Wherever a line in the material contains the word "below", copy that line.

[INPUT DATA]

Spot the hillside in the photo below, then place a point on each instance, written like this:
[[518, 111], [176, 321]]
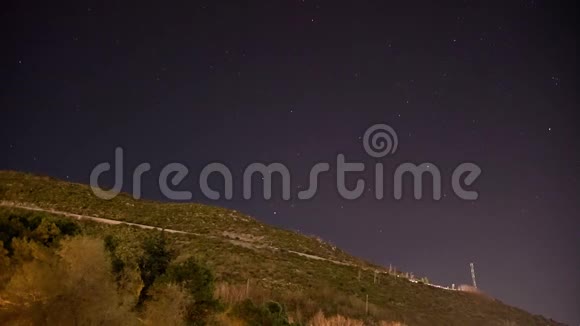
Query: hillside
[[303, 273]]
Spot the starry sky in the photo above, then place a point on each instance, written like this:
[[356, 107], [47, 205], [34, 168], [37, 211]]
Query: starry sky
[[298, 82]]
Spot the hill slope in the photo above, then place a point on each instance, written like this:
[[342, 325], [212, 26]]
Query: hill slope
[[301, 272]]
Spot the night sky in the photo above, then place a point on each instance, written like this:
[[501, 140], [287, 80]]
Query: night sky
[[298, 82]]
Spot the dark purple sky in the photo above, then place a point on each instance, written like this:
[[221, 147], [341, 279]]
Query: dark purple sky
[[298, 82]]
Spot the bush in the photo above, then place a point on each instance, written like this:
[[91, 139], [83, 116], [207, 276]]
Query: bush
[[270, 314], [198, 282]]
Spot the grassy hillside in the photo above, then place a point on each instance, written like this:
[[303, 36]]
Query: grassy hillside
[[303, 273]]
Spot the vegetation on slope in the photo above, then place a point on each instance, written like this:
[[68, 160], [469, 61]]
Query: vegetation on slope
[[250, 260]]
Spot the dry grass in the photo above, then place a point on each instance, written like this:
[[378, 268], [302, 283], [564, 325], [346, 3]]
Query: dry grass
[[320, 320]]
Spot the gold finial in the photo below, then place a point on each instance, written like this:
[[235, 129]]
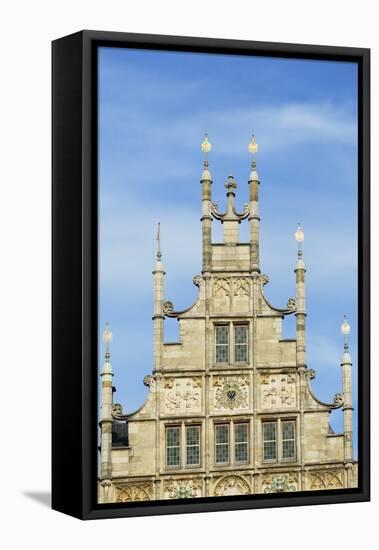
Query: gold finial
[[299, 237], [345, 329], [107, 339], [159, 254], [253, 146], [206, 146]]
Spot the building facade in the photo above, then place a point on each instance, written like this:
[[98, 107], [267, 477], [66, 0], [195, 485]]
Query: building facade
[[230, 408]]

[/INPUT DATA]

▸ **RESPONSE**
Spot the hillside in the photo below, then place a point on each instance, written like this:
Spot the gold finial in the photo below, then place a point on each instance, written like this:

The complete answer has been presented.